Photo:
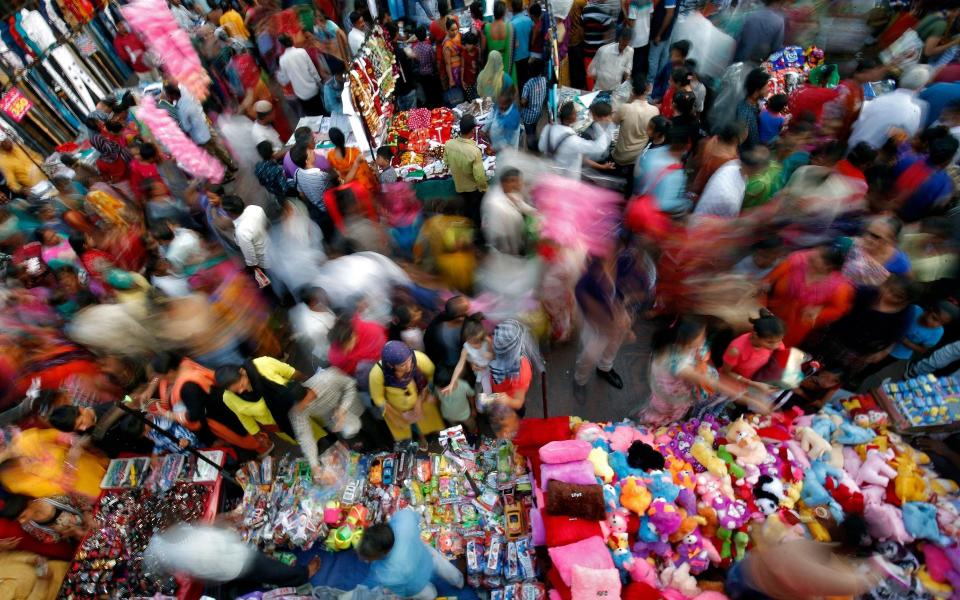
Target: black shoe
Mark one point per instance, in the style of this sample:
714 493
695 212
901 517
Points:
579 393
611 377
====
Everything in the records must be returned exactly, except the pictures.

Photo:
Target: black shoe
Mark one point per instance, in the style of this sample:
714 493
695 212
901 517
Points:
579 393
611 377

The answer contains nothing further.